## Instructions
a) Reproduce the passage of the article on Argentina's Glacier Protection Law from "Mining companies however, have" up to and including "in glacier terrain.".
b) Carry on writing the article on Argentina's Glacier Protection Law, beginning right after its final sentence.

## Article

++++++++

June 4, 2019. Buenos Aires. In a unanimous decision, Argentina’s Supreme Court rejected Barrick Gold’s attempt to derail Argentina’s controversial Glacier Protection Law, passed in 2008, vetoed immediately by the incumbent president and then resurrected again in 2010, prohibiting mining in glacier and permafrost areas. 

Glaciers throughout the Central Andes of Argentina, Chile, Peru, Bolivia and Ecuador provide critical water supply to ecosystems and inhabitants throughout South America. In Argentina, over 20 thousand glaciers and extensive ice-rich periglacial areas distributed among some of the driest areas of the planet, are a crucial lifeline to Argentina’s population, available year round to its extensive agricultural regions, and to industry and communities.

Mining companies however, have long marked this region for its rich gold, silver and copper deposits, and have been on standby for nearly a decade awaiting a judicial decision from Argentina’s top tribunal as to whether or not they could mine in glacier terrain.

Barrick Gold (Pascua Lama, Veladero, Del Carmen), Glencore (El Pachón), McEwen Mining (Los Azules), Stillwater (El Altar), Meryllion Gold (Cerro Amarillo), are but a handful of projects that stalled in the late 2010s when Argentina passed the world’s first Glacier Protection Law, strictly prohibiting any industrial activity that could harm glaciers and periglacial areas (permafrost regions rich in ice).

The Argentine Glacier Law was actually passed in 2008, unanimously by Congress, when then activist Environment Secretary Romina Picolotti, ushered the draft law through Congress with no opposition whatsoever. Picolotti was looking for a way to leverage control of large-scale mining companies, over which the federal environmental authority had no jurisdiction—as the permitting and control of mining operations in Argentina were  in the hands of State (provincial) governments. In fact, ultra-pro mining provinces like San Juan, to this day, do not allow their environmental authorities to regulate or control mining projects, that is the task of a special unit within mining ministries that answer to the mining minister (effectively placing the wolf in charge of the chicken coop). Glacier protection was Picolotti’s  way to get a grip on mining companies that had nearly no federal or provincial environmental oversight whatsoever.

Argentines at the time had no idea that there were glaciers (small ones but important ones for their hydrological value) as well as ice-rich permafrost areas which were contributing to the Andean hydrological system, feeding streams and rivers from North to South in Argentina.

Mere  hours after the Glacier Law was approved in Congress, without a single vote of opposition, the mining sector began to awaken to what had just transpired. Barrick Gold was the first to react. Then CEO Peter Munk called Argentina’s President Cristina Fernandez to inform her that her Congress had just killed a US$10 billion gold mining project and that unless she vetoed the new Glacier Law, not only Barrick’s flagship project Pascua Lama but also a handful of other projects in preparation valued at nearly US$20 billion would be incompatible with Argentina’s environmental law. And so, President Cristina Kirchner vetoed the new Glacier Law and very openly justified the veto on the grounds that it was detrimental to the mining sector.

++++++++

## Dataset excerpt
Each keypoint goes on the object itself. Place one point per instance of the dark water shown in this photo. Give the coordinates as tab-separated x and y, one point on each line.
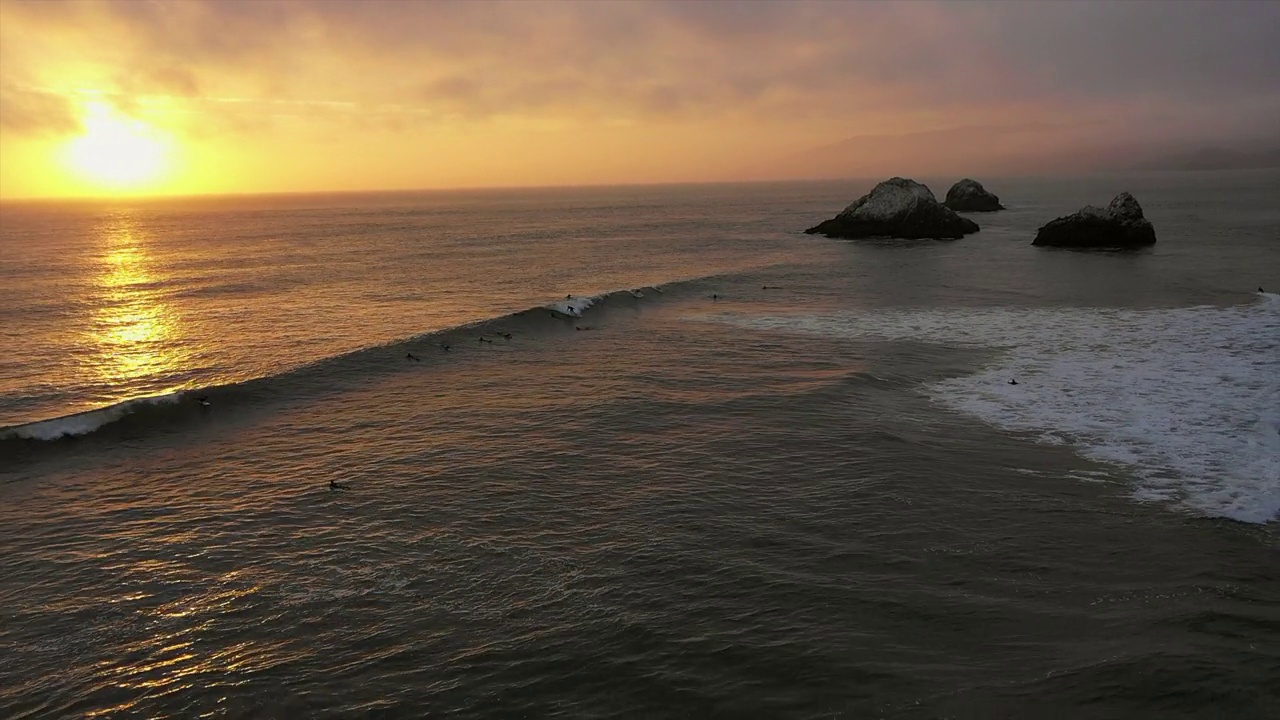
819	500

++++++++

## Answers for this exercise
a)
Mining companies however, have long marked this region for its rich gold, silver and copper deposits, and have been on standby for nearly a decade awaiting a judicial decision from Argentina’s top tribunal as to whether or not they could mine in glacier terrain.

b)
Reacting to what now is referred to as “the Barrick Veto”, what had been a dormant issue in Argentina, and not on anybody’s radar screen, exploded into what is probably Argentina’s most important environmental debate in history, to protect glaciers and permafrost, or allow mining to extract minerals in glacial areas.

For two years, environmentalists, social media, film and tv actors, and just everyday people fought for the return of the Glacier Law, and in 2010, with an extremely thin margin, Congress once again passed a national Glacier Protection Law, the first of its kind anywhere in the world, and again the law, to the dismay of the mining companies, strictly prohibited mining and oil and gas projects in glacier and permafrost areas, and to the surprise of many, made the protection even more extensive, by making the law retroactive.

Argentina’s public officials in the mining sector, and environmental authorities (with the activist Picolotti now out of government and with pro-mining officials appointed to environmental agencies) did everything in their power to avoid implementing the glacier law. They took nearly 10 years to carry out the glacier inventory which the law called for, and failed to crack down on mining operations already in glacier areas, which the law also mandated.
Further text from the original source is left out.